> _TASK REQUIREMENTS_
Rename "prompts" to "cues" in the lines from the one containing "</instance>" through the one containing "Every <instance> represents", inclusive. Return only those lines, with nothing else altered.

> _RECORDS PROVIDED_
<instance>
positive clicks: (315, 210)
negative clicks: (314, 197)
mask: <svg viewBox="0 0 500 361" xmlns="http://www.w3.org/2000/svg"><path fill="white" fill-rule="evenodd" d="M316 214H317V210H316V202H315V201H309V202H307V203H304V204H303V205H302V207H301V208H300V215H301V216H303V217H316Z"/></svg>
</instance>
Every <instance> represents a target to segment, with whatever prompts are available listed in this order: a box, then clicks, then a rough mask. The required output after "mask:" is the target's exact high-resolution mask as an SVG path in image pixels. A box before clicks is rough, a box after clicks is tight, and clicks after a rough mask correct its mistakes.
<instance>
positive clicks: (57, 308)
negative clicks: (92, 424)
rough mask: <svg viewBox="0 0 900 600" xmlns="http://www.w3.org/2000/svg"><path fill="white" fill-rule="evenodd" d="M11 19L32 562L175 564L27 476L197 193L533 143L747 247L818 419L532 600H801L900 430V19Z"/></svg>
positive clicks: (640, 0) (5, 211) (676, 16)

> _TASK ANSWER_
</instance>
Every <instance> represents a target to segment, with whatever cues are available listed in this order: a box, then clicks, then a rough mask. The required output after "mask:" is the target's exact high-resolution mask as an SVG path in image pixels. A box before clicks is rough, a box after clicks is tight, and clicks after a rough mask correct its mistakes.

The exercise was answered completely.